= Record set =
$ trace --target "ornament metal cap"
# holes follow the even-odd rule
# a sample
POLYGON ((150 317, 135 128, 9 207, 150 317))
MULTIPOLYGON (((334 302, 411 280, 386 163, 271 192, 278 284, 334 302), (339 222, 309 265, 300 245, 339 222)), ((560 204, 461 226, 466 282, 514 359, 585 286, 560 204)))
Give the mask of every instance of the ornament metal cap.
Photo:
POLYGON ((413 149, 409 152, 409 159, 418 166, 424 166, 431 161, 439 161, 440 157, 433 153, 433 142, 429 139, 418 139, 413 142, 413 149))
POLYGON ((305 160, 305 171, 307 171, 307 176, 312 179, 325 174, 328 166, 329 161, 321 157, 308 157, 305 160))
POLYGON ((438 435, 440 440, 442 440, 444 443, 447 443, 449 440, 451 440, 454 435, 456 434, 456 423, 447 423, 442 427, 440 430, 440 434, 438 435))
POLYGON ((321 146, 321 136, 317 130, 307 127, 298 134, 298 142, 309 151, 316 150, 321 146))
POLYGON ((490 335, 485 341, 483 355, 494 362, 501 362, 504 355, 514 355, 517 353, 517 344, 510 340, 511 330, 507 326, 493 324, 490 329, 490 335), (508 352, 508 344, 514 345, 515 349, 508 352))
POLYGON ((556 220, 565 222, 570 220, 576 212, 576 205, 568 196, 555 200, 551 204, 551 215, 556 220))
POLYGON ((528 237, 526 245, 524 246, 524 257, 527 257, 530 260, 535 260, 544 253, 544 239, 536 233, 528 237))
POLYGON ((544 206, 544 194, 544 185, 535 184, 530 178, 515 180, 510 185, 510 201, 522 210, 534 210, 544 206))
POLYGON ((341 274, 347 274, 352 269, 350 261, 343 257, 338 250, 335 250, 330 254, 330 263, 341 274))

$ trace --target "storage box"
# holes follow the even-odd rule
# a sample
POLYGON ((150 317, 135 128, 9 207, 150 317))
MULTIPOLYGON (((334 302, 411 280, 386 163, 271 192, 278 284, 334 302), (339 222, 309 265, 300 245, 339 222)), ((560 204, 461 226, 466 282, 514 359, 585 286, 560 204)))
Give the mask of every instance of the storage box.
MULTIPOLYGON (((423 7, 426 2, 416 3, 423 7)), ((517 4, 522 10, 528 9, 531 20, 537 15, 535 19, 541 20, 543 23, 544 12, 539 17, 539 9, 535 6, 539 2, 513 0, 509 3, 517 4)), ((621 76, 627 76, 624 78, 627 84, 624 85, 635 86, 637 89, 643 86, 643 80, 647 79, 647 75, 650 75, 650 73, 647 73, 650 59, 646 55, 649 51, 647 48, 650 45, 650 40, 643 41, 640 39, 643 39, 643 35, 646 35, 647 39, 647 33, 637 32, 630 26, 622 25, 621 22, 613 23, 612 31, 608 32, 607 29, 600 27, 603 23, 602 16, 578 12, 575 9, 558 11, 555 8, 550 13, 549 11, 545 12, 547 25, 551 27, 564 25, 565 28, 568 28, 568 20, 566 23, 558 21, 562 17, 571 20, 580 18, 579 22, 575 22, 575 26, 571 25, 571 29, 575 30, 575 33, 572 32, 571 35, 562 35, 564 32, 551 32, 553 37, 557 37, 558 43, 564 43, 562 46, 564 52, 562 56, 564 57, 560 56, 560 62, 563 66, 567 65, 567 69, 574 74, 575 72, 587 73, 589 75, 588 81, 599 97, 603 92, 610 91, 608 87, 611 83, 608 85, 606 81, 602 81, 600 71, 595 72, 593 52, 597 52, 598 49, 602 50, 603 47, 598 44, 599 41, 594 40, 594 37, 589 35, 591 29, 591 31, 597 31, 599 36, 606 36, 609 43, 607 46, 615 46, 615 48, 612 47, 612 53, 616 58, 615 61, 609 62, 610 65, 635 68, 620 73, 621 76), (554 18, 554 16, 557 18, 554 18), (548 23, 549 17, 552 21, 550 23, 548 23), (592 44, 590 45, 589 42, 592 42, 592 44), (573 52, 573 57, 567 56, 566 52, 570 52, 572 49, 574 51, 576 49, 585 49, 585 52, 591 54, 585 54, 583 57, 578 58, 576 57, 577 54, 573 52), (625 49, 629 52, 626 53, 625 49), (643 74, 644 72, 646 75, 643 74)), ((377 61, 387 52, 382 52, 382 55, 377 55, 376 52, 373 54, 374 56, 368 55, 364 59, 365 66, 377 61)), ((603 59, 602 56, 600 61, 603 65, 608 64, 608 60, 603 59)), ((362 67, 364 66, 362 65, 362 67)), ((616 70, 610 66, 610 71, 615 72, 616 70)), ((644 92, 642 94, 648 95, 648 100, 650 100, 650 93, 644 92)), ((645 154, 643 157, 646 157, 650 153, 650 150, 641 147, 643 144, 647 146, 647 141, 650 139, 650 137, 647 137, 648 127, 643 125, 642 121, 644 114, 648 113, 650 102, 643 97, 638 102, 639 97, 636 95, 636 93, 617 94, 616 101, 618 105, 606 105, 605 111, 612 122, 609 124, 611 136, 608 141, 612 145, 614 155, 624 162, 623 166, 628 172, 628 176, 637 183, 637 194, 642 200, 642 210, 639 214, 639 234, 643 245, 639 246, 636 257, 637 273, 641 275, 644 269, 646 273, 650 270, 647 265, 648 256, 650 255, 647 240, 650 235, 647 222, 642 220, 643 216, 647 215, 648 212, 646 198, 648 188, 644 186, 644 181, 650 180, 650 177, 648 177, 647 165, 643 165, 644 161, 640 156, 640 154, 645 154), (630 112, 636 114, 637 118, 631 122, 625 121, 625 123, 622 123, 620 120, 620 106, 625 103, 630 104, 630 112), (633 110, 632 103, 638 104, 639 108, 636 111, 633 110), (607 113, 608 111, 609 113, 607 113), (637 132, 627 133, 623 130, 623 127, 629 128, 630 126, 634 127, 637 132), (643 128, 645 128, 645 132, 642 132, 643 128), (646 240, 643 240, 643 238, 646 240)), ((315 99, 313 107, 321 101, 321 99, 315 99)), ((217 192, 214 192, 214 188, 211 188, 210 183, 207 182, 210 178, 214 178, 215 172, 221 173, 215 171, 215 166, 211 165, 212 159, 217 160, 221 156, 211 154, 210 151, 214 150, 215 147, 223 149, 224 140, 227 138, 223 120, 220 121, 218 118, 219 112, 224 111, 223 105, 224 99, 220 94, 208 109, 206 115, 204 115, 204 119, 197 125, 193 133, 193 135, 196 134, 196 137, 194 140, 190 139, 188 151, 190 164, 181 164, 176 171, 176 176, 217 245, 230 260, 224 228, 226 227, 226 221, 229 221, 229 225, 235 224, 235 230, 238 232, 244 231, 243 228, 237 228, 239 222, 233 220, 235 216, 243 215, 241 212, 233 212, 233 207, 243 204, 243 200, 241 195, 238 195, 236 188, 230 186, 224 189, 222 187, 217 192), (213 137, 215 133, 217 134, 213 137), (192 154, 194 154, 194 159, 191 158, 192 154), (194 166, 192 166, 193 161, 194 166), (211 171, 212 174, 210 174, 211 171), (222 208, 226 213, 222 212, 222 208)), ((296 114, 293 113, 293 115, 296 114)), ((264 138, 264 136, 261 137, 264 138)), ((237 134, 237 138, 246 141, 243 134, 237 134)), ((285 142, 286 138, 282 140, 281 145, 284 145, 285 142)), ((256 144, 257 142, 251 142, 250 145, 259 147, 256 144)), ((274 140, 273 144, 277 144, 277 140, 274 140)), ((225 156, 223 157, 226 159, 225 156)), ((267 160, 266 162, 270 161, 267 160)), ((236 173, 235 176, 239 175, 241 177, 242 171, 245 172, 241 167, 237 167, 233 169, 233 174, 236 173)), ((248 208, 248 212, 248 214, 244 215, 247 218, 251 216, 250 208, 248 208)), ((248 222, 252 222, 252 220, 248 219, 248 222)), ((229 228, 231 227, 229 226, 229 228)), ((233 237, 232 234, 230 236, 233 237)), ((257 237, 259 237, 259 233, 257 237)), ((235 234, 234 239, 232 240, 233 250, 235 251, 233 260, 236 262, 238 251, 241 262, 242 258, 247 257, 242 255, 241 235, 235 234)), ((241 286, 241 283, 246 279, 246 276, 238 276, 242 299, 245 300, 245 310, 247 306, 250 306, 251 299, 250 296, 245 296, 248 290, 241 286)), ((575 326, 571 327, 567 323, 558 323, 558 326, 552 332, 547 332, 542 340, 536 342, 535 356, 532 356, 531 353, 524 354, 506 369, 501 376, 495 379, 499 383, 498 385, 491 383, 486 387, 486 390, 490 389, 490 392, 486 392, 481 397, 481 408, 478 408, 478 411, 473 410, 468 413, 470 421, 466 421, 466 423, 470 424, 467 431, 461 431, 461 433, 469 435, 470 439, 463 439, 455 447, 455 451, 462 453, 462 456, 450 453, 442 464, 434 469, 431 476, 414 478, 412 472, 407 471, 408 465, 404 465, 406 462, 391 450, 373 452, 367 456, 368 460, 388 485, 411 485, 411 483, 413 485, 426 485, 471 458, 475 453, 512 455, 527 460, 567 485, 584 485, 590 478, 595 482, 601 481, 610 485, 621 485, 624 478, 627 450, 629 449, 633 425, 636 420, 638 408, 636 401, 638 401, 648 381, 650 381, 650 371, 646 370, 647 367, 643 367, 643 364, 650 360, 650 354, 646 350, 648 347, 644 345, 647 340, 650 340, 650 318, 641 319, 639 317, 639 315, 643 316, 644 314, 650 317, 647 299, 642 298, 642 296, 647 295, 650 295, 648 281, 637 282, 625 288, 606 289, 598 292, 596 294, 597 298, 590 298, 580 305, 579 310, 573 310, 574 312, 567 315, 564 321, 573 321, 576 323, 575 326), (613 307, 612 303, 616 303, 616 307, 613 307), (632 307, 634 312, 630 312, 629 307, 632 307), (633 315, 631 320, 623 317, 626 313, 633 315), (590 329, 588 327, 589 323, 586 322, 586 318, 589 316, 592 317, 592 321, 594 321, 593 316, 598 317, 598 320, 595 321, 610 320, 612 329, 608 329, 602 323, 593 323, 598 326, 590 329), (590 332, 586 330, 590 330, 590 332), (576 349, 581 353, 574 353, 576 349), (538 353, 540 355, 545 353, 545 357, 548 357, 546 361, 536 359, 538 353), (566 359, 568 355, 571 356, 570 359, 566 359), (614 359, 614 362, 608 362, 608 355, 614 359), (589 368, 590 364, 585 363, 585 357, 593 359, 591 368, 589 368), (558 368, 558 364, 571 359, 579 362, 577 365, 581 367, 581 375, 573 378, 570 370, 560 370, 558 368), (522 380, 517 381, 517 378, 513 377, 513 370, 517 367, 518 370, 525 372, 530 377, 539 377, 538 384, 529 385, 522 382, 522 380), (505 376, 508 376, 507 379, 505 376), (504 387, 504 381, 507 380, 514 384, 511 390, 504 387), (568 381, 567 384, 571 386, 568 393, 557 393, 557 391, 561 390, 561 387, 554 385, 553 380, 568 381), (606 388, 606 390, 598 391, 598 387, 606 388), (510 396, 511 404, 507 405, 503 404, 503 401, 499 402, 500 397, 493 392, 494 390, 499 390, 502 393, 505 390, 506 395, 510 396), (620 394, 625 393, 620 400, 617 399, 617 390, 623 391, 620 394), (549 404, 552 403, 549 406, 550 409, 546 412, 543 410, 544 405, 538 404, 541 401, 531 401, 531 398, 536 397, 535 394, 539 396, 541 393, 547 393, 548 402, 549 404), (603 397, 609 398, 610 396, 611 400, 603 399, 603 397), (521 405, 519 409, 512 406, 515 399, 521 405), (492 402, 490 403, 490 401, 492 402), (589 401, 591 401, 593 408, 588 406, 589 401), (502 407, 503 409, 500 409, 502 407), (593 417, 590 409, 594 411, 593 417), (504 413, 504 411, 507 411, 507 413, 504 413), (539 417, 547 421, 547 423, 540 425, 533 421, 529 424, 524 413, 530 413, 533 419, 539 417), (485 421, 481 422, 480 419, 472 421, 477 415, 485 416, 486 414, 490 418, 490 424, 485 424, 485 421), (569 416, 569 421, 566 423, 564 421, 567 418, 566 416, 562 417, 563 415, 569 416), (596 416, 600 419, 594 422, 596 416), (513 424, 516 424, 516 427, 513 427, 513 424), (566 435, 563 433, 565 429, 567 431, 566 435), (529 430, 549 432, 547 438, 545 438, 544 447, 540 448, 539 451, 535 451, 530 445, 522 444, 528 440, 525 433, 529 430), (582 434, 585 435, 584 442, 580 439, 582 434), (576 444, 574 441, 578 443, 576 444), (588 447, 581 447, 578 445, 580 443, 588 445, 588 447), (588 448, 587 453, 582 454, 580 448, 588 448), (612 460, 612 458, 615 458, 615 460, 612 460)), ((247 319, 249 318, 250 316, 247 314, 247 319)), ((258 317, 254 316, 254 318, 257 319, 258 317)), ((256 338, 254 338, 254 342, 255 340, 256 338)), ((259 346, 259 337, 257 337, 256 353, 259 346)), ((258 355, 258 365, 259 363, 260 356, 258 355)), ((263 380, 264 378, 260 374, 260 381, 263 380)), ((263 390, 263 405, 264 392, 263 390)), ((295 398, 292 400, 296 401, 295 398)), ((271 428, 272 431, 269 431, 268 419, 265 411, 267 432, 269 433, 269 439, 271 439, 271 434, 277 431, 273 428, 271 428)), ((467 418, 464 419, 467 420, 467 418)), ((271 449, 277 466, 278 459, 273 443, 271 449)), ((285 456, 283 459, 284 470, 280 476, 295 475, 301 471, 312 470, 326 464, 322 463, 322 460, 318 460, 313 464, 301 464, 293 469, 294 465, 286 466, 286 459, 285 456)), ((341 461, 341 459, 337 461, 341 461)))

= What needs to be done =
Of the lines in the data, report each one containing the string "trace".

= Result of the task =
$ trace --target "ornament metal cap"
$ trace --target "storage box"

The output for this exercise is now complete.